### The task
Copy the lines below word for word, starting at the line containing "Please segment every instance of the small" and ending at the line containing "M 52 105 L 48".

* Start Data for the task *

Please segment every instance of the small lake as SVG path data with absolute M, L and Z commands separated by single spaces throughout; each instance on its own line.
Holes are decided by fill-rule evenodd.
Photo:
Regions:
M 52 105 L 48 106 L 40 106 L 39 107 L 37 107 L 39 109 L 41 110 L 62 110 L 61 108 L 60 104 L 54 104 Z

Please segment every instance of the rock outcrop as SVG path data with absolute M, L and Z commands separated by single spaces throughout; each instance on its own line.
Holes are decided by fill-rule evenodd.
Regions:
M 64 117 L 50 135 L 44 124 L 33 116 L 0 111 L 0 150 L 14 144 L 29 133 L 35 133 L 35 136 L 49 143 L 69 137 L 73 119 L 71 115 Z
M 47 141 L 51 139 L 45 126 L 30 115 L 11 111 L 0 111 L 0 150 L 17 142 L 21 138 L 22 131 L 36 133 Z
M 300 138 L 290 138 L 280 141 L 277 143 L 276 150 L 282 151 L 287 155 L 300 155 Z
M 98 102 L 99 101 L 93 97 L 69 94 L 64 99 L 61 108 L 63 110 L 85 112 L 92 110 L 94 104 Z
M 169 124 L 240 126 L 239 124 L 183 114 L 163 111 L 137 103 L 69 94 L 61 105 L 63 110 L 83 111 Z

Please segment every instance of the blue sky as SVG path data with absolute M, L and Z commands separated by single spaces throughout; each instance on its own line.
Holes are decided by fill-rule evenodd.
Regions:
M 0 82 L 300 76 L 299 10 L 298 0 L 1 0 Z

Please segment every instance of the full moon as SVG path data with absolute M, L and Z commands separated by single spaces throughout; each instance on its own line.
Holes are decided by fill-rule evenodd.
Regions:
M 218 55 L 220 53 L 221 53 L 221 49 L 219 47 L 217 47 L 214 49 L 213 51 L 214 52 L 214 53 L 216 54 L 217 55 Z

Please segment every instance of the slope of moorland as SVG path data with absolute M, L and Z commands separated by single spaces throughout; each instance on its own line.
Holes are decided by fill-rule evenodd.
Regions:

* End Data for the task *
* Start Data for the task *

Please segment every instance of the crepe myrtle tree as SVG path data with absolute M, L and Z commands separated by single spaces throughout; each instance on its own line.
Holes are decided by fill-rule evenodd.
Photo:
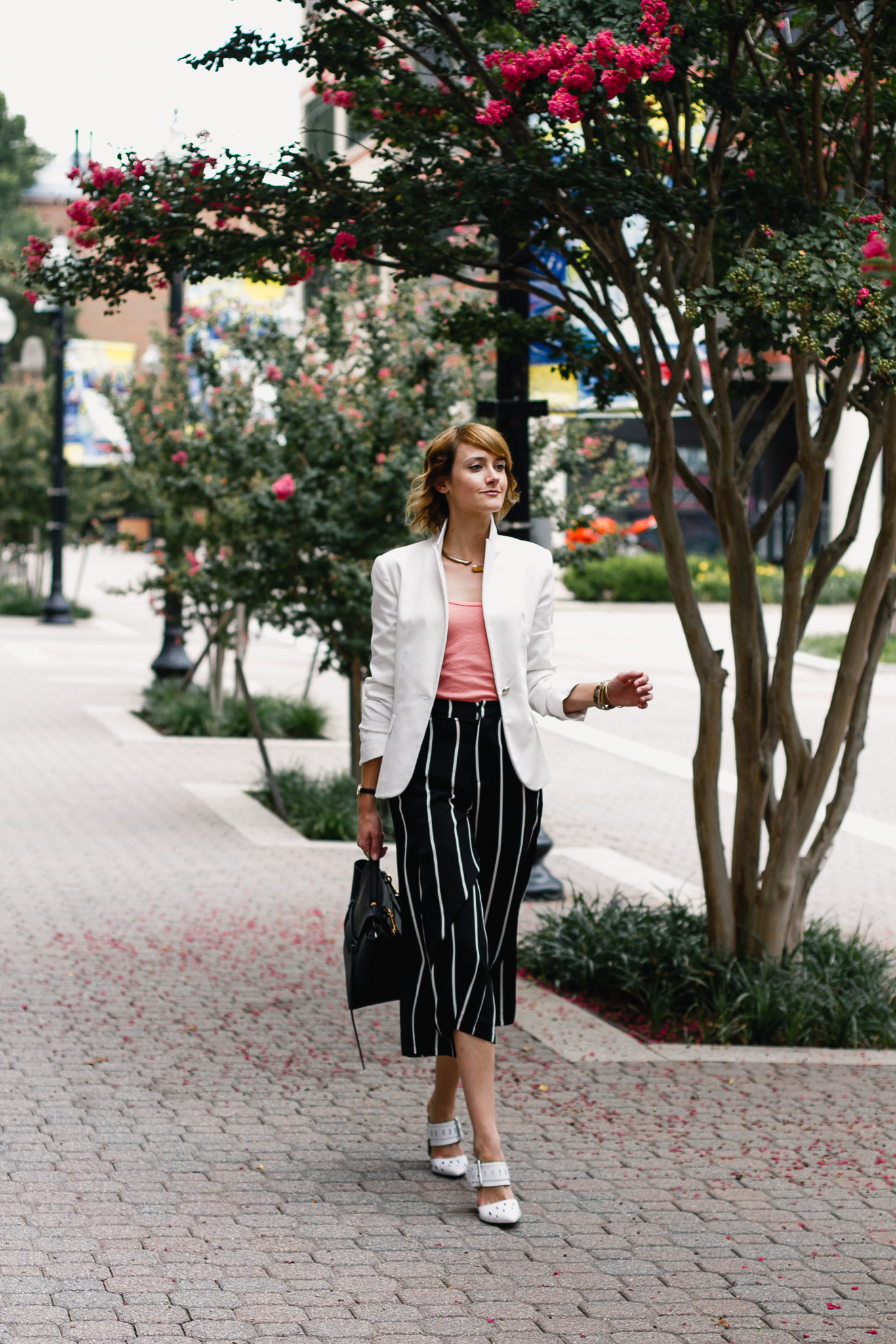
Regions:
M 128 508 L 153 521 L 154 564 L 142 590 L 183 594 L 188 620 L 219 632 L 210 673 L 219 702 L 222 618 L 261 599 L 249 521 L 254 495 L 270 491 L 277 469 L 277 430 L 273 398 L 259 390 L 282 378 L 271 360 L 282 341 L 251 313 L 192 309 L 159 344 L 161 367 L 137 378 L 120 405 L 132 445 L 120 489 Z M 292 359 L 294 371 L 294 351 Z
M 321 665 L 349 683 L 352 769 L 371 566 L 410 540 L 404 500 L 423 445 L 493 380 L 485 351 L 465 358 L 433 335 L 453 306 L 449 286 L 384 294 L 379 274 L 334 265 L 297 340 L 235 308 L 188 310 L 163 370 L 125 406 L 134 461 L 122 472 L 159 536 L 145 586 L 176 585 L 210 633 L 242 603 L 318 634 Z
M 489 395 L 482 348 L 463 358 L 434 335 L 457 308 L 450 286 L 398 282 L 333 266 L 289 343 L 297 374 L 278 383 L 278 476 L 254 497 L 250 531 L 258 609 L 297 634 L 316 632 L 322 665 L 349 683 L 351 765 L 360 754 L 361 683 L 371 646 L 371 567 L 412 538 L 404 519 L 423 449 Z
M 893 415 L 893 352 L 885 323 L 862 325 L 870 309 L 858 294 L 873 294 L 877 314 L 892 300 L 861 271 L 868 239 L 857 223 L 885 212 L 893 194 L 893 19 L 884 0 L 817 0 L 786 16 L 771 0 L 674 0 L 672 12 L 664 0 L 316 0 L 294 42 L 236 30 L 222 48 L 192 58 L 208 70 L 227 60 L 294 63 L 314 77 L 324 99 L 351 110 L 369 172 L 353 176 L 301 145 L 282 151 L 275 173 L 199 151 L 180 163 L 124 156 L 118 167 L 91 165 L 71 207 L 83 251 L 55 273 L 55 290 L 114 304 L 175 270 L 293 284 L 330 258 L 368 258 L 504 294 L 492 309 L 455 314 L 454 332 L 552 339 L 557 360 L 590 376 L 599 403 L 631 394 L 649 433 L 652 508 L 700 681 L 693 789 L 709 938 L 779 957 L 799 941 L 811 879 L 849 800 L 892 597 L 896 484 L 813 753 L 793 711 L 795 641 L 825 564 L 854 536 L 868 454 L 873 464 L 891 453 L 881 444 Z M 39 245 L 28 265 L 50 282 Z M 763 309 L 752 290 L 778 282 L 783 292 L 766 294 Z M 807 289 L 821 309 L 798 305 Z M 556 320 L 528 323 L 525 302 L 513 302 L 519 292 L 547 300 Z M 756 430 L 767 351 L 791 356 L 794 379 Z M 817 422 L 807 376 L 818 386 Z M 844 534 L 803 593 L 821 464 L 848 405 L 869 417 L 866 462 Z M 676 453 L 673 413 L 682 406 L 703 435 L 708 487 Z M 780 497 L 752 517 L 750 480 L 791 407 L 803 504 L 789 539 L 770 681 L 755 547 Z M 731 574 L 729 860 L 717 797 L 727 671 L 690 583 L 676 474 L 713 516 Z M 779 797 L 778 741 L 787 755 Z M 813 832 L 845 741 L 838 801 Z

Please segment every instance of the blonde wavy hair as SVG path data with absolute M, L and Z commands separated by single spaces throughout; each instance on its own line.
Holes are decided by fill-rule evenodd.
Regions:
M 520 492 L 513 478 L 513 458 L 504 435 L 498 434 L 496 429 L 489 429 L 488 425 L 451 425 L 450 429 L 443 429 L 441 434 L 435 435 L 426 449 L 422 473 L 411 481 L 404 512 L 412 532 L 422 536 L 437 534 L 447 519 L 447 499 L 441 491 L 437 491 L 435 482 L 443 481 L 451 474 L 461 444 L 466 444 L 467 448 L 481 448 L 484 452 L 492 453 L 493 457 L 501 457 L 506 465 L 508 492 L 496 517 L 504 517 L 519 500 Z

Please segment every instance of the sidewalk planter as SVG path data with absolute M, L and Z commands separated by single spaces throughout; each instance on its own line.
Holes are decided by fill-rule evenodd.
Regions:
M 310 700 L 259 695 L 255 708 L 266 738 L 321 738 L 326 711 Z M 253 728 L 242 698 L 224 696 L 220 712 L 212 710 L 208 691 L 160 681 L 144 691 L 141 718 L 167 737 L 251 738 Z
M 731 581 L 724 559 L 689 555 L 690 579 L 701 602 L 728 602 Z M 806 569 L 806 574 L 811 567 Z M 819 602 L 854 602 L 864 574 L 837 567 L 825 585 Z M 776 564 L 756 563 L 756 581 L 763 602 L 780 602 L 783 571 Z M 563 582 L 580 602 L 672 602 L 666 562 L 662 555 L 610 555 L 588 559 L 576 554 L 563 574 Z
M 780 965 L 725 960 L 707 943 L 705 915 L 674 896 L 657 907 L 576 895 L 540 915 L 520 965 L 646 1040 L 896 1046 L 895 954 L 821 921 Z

* End Data for the task *
* Start Data for the task *

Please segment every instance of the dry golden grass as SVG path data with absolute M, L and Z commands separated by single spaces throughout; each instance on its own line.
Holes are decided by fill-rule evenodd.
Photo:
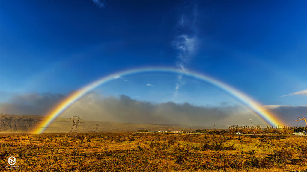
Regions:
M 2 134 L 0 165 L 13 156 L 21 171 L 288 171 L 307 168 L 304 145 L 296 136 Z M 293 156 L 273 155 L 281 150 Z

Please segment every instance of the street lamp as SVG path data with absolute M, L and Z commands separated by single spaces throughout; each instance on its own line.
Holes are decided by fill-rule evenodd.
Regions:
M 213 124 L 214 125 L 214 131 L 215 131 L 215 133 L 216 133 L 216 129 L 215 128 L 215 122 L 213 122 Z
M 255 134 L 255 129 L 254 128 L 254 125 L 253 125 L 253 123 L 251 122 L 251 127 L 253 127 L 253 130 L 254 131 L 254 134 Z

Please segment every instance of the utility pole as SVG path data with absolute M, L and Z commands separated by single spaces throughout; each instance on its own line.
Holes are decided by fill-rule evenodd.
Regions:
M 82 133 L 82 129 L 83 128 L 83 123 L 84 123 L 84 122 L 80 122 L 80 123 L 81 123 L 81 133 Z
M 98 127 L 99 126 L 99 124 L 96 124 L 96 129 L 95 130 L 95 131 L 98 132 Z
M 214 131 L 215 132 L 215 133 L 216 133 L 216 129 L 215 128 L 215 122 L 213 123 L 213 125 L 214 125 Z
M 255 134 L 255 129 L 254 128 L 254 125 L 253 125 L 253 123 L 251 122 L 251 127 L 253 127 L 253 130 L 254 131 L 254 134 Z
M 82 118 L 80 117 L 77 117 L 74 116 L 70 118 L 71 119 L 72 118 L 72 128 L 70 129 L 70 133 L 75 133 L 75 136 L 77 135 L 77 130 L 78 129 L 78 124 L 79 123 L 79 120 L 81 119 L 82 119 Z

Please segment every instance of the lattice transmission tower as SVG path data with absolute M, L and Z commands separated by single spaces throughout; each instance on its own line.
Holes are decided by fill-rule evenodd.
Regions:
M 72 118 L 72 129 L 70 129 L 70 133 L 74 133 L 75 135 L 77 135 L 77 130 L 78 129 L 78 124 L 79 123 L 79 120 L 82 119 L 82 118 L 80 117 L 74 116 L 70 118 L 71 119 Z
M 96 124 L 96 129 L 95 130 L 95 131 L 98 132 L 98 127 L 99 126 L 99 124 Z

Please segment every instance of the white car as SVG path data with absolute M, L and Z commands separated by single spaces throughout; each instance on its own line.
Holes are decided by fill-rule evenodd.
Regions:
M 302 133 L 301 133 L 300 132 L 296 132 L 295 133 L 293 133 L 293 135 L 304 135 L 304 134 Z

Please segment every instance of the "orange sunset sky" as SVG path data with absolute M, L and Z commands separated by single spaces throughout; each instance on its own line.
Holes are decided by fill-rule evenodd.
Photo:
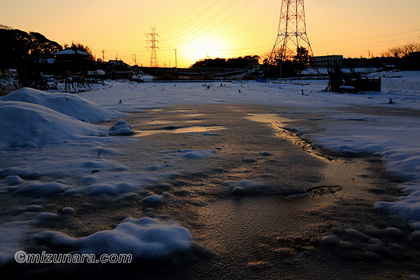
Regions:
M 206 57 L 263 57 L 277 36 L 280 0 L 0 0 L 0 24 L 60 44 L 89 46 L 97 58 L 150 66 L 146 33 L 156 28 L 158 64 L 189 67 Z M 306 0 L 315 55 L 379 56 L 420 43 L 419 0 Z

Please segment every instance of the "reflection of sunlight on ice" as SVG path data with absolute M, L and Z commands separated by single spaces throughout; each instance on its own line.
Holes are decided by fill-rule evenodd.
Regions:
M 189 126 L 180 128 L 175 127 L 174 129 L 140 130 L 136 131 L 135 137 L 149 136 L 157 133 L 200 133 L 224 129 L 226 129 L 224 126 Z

* End Data for the task *

### Result
Please segment every instance of the small lake as SVG path data with absolute M, L and Z commands separated by single spaces throughout; each instance on its own line.
Holes are decided by fill-rule evenodd.
Photo:
Regions:
M 52 105 L 48 106 L 40 106 L 39 107 L 37 107 L 39 109 L 41 110 L 62 110 L 61 108 L 60 104 L 54 104 Z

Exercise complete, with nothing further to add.